**What is asked:** Report each line in the items below that contains the word "white", and copy the full line.

**Exercise materials:**

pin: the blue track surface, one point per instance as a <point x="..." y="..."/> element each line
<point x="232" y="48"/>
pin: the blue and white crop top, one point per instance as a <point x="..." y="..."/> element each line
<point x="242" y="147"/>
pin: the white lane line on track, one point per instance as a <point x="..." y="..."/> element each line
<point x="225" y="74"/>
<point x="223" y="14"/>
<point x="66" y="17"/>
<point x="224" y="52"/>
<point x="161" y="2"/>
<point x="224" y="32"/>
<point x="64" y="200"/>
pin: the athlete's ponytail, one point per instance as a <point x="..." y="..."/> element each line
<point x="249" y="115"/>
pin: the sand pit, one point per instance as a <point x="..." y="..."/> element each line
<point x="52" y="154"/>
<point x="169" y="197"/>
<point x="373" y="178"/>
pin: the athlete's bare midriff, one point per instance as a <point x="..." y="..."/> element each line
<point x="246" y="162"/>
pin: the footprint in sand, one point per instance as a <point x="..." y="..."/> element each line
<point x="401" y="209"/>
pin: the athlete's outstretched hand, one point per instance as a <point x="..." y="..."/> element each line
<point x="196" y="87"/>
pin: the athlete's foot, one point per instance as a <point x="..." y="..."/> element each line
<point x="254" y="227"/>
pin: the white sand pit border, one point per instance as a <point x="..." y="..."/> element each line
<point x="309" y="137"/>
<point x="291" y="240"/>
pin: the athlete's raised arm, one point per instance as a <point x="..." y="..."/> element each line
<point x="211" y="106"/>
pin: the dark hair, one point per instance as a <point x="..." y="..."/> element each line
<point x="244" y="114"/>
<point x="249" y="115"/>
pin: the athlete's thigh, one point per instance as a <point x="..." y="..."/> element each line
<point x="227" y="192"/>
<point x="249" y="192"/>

---

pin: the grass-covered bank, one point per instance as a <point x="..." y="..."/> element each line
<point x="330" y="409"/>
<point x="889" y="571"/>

**Reply to the exercise:**
pin: the blue and white crop top, one point per instance as a <point x="..." y="..."/> element each line
pin: the white lane line on track, one point per instance as a <point x="..." y="..."/> element each line
pin: the white sand pit border, one point per instance as a <point x="..." y="..."/> element each line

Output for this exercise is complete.